**LISTING**
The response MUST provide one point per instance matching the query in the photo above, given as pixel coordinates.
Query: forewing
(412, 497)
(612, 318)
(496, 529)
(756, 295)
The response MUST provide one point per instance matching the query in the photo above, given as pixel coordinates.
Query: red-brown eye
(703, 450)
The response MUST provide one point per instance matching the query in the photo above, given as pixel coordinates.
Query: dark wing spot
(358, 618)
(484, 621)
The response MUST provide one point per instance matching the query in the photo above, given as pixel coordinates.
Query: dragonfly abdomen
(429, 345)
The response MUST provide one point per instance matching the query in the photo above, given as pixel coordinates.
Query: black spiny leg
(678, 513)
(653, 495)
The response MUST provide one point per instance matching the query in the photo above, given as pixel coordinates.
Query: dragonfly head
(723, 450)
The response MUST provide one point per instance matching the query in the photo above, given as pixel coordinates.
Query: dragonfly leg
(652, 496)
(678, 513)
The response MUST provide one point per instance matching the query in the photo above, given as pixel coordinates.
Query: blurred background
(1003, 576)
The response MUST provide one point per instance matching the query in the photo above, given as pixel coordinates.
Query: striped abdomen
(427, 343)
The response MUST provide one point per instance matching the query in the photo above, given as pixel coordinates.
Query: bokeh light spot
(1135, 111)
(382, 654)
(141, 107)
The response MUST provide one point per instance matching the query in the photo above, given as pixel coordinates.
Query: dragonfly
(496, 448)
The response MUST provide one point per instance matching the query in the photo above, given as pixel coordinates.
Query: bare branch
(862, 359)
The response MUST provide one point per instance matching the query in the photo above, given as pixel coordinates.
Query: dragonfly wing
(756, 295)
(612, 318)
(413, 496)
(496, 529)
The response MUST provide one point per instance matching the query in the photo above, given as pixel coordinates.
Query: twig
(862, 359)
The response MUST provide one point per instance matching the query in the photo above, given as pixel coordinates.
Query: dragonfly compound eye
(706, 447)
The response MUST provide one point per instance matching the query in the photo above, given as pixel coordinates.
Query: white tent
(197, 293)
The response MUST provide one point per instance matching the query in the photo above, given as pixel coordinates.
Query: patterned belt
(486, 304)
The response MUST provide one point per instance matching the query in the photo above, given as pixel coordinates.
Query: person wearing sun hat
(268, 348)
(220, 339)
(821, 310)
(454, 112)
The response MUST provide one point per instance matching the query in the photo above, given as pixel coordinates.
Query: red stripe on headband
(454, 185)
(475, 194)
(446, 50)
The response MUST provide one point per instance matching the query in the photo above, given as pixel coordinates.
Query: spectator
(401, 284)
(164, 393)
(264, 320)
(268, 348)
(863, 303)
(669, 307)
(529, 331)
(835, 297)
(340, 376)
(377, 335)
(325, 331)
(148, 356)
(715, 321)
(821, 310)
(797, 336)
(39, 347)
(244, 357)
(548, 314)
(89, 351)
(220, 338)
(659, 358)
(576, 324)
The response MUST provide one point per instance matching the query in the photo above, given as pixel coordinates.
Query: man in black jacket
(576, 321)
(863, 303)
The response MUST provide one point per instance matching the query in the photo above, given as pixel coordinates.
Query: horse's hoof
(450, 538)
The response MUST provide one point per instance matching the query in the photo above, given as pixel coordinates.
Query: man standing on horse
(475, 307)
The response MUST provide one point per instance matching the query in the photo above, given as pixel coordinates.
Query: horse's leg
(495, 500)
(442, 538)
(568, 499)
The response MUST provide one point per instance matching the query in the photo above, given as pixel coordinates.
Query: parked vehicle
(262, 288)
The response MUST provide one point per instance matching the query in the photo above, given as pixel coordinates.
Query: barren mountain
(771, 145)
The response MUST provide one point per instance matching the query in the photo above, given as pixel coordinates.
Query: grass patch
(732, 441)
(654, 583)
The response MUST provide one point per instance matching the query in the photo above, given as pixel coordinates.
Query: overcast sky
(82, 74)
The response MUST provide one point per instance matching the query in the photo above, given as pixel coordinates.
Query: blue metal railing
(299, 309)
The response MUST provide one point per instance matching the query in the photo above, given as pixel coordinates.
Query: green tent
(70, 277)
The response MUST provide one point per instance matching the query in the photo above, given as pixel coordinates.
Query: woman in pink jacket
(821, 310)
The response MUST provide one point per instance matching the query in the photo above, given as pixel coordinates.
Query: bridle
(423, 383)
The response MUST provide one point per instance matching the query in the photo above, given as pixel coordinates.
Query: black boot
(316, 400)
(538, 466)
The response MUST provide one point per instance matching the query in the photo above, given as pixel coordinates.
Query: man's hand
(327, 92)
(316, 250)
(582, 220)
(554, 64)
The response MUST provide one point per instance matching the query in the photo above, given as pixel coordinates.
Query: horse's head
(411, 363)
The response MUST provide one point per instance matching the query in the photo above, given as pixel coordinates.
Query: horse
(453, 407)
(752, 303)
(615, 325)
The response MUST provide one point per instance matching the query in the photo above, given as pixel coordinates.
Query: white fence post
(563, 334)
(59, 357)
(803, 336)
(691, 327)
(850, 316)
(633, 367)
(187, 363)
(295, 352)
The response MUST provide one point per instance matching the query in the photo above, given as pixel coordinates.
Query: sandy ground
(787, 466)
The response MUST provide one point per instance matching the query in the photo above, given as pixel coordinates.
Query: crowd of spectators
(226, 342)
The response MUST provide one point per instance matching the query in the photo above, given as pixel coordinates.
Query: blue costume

**AIM**
Give back the whole listing exactly as it reads.

**RIGHT ANSWER**
The response MUST provide one point per instance matching the query in the photo above, given as pixel coordinates.
Query: forewing
(412, 497)
(612, 318)
(496, 529)
(756, 295)
The response MUST provide one point per instance matching the query in the photo above, given as pixel coordinates.
Query: red-brown eye
(703, 450)
The response MUST provide one point per instance matching the query in the photo above, given as pixel coordinates.
Query: dark wing spot
(358, 618)
(484, 621)
The response MUST provide one point per instance matching the query in the photo above, given as pixel coordinates.
Query: dragonfly abdomen
(429, 345)
The response MUST provide one point per instance matching the query in the photo above, given as pixel coordinates.
Query: black spiny leg
(678, 513)
(653, 495)
The response MUST provide one point per instance matching the query in the photo above, given as pixel coordinates.
Query: dragonfly head
(723, 450)
The response MUST provide one point per instance matching the query in the photo above, given as pixel coordinates.
Query: dragonfly leg
(652, 496)
(678, 513)
The response MUST provide one point per instance matching the query in the photo above, given as pixel coordinates.
Query: blurred background
(1003, 576)
The response MUST provide one point per instance matching the query in the photo above, given as pixel coordinates.
Query: striped abdomen
(427, 343)
The response MUST provide one point per instance matching the query in the photo above, given as pixel coordinates.
Query: bokeh light spot
(1135, 111)
(382, 654)
(141, 107)
The response MUST provide one point per instance matching the query in the photo above, given as pixel coordinates.
Query: dragonfly
(496, 448)
The response MUST provide one point per instance matching the query in the photo above, given as pixel coordinates.
Query: bare branch
(862, 359)
The response MUST provide one point per instance matching the query in the photo above, given as pixel coordinates.
Query: dragonfly wing
(756, 295)
(612, 318)
(413, 496)
(496, 529)
The response MUST provide one point per instance matching the query in the photo above, given as pixel coordinates.
Query: twig
(862, 359)
The response MUST provide one point per instance matching the query in the photo above, given as pixel coordinates.
Query: dragonfly compound eye
(706, 447)
The response MUST provide one point per instance matching the query in the photo above, given as pixel coordinates.
Query: white tent
(197, 293)
The response MUST provide one point per instance matching the query in the photo above, given as pixel coordinates.
Query: patterned belt
(486, 304)
The response MUST provide one point per instance matching the query in the photo above, given as pixel coordinates.
Query: person wearing sun hat
(268, 348)
(220, 339)
(821, 310)
(454, 112)
The response MUST provide one point per instance matching the query in the photo above, given as pixel coordinates.
Query: red stripe on headband
(454, 185)
(475, 194)
(446, 50)
The response MUST provide one point per instance matching the query in the photo above, given as pixel coordinates.
Query: spectator
(401, 284)
(164, 393)
(264, 320)
(268, 348)
(863, 303)
(669, 307)
(529, 331)
(835, 297)
(340, 376)
(377, 335)
(325, 331)
(148, 356)
(715, 321)
(821, 310)
(797, 336)
(39, 347)
(244, 357)
(548, 314)
(89, 351)
(220, 338)
(659, 358)
(576, 324)
The response MUST provide one point per instance matching the query in the photo above, given as pixel coordinates.
Query: man in black jacket
(576, 321)
(863, 303)
The response MUST provide one point per instance matching the query in the photo above, given as pixel coordinates.
Query: horse's hoof
(450, 538)
The response MUST provide one point per instance matching the query in the photo above, given as pixel coordinates.
Query: man standing on horse
(475, 307)
The response MUST provide one point per instance matching the query in the photo above, given as pixel coordinates.
Query: horse's leg
(495, 500)
(442, 538)
(568, 499)
The response MUST provide one point per instance matching the query in the photo above, given as pixel coordinates.
Query: parked vehicle
(262, 288)
The response MUST provide one point per instance matching the query in the photo above, given as pixel coordinates.
Query: barren mountain
(771, 145)
The response MUST provide one point per instance matching the query in the photo above, given as pixel coordinates.
Query: grass patch
(732, 441)
(654, 583)
The response MUST provide one point per instance matching the query in the photo above, given as pixel coordinates.
Query: overcast sky
(82, 74)
The response MUST provide one point per instance matching the query in the photo above, given as pixel coordinates.
Query: blue metal railing
(299, 309)
The response MUST provide one point per instance matching the query in the photo above, given as pixel coordinates.
Query: green tent
(70, 277)
The response MUST provide one point per instance matching the query in the photo above, given as pixel coordinates.
Query: woman in pink jacket
(821, 310)
The response MUST provide one point per instance matching the query in the photo above, given as pixel coordinates.
Query: bridle
(423, 383)
The response MUST provide one point per instance matching the query in the photo above, given as pixel coordinates.
Query: black boot
(316, 400)
(538, 466)
The response MUST provide one point per instance matching the query in the photo above, given as pixel coordinates.
Query: man's hand
(327, 92)
(316, 250)
(582, 220)
(554, 64)
The response MUST provide one point per instance matching the query in the photo above, given as pixel coordinates.
Query: horse's head
(411, 363)
The response MUST provide one point per instance matching the query in the photo above, given as pixel coordinates.
Query: horse
(453, 407)
(752, 303)
(615, 325)
The response MUST provide one point per instance matching the query in the photo above, given as pixel coordinates.
Query: white fence post
(563, 334)
(59, 357)
(803, 336)
(691, 327)
(850, 316)
(633, 367)
(187, 363)
(295, 352)
The response MUST provide one point per instance matching the query in the photo above, given as pixel coordinates.
Query: sandy ground
(787, 466)
The response MUST provide one point per instance matching the query in the photo above, given as pixel coordinates.
Query: crowd of spectators
(226, 342)
The response MUST provide one point per instance matching the query in the photo above, given as pixel coordinates.
Query: blue costume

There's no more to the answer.